Consigne
Renvoie à l'identique les lignes qui partent de celle contenant "handrail is? Return a bounding box." et vont jusqu'à celle contenant "[0,0,1344,679]", ces deux lignes comprises, sans rien d'autre.

Données affichées
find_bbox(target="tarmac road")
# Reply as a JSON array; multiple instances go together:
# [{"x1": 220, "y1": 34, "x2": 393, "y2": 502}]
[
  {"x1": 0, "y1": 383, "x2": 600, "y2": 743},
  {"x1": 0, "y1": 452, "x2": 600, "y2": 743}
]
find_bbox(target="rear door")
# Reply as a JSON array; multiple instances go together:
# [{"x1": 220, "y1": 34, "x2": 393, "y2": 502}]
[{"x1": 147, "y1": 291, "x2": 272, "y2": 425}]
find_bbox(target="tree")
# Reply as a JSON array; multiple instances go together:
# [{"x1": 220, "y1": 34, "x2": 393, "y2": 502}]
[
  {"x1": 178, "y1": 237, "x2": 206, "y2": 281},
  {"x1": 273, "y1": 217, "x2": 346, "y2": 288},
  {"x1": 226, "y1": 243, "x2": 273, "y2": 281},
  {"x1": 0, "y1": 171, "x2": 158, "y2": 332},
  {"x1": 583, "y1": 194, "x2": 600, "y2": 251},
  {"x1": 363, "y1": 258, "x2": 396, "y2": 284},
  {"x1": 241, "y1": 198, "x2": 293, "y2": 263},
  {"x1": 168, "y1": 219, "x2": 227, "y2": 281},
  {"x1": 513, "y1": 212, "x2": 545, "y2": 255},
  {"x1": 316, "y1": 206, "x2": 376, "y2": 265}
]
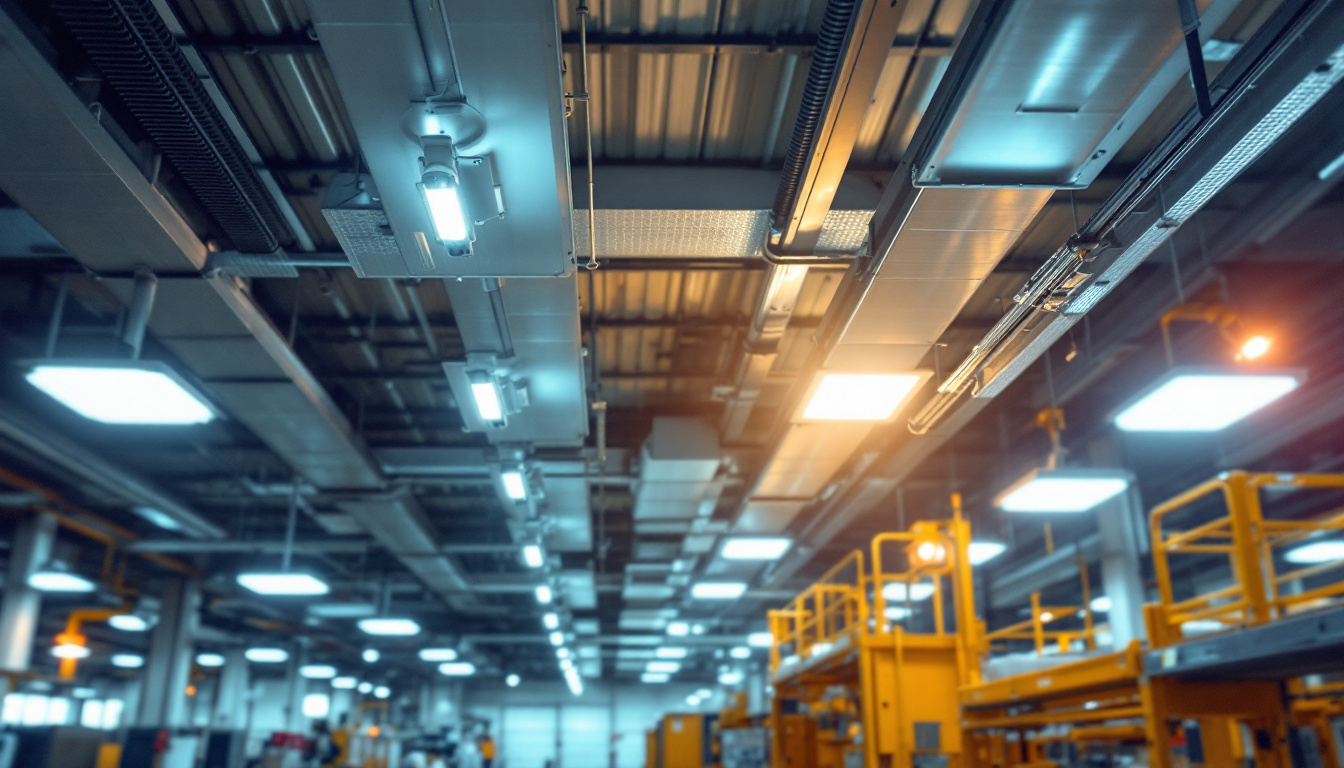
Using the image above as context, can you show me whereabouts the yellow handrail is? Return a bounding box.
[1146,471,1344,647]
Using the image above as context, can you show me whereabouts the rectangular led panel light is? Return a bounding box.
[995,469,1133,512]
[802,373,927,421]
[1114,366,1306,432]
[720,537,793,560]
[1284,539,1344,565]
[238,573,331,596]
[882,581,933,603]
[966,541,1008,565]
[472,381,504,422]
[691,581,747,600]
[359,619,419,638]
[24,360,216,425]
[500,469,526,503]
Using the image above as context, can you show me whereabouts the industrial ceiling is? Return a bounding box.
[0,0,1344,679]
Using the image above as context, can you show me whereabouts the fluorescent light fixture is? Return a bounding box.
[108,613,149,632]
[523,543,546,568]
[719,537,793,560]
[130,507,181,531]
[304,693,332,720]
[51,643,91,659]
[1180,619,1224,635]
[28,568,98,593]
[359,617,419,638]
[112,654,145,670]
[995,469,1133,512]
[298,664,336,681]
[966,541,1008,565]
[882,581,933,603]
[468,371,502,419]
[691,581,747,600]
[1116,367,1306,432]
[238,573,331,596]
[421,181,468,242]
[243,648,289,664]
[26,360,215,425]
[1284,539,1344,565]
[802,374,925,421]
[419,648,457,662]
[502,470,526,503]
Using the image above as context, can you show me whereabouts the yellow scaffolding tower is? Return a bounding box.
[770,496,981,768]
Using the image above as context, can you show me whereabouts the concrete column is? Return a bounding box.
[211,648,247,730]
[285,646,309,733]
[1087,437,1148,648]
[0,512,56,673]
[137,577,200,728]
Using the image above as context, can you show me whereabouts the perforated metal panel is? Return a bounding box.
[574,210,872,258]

--

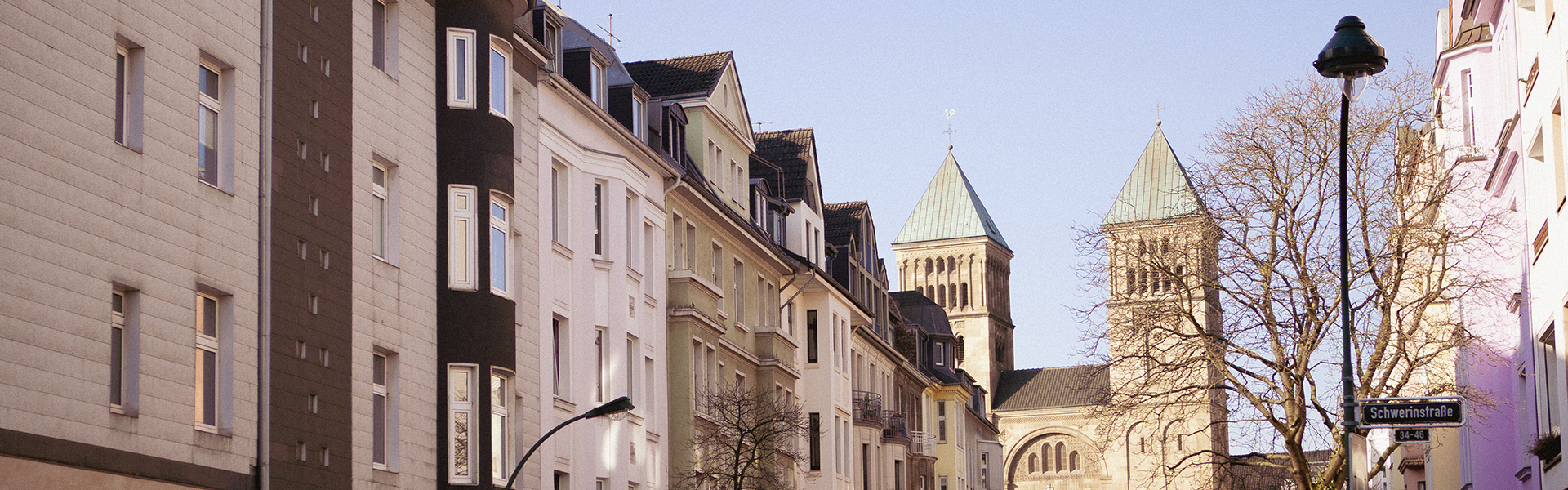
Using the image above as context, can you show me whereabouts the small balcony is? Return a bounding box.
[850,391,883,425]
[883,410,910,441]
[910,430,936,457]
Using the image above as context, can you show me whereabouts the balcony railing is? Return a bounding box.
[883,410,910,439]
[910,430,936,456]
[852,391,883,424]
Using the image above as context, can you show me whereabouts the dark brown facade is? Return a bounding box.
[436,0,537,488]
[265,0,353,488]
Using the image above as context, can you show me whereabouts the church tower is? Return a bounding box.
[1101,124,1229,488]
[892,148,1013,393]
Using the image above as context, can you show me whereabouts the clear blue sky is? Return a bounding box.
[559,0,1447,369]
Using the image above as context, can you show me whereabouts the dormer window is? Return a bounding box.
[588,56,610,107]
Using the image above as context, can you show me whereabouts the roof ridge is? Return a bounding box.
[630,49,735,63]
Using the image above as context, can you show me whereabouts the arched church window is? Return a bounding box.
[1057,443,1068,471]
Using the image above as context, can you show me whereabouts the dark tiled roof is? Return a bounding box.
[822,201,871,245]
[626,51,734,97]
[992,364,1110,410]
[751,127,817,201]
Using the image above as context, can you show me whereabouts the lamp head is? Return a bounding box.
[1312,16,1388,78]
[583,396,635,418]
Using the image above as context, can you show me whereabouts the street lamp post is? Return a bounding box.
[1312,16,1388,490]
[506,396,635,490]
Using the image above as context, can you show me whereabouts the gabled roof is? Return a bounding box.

Réponse complète
Using the image above as context, can you show me whereabouts the yellow handrail is? Return a bounding box.
[1146,471,1344,647]
Using the image above as context, can you show me whereabouts the rectangular led panel light is? Return a bounding box.
[995,469,1133,512]
[802,373,927,421]
[1114,366,1306,432]
[720,537,793,560]
[1284,539,1344,565]
[238,573,331,596]
[882,581,933,603]
[966,541,1008,565]
[472,381,504,422]
[691,581,747,600]
[359,619,419,638]
[24,360,216,425]
[500,469,526,503]
Using the image above as context, can you show me whereabouts the industrial ceiling is? Return a bounding box.
[0,0,1344,679]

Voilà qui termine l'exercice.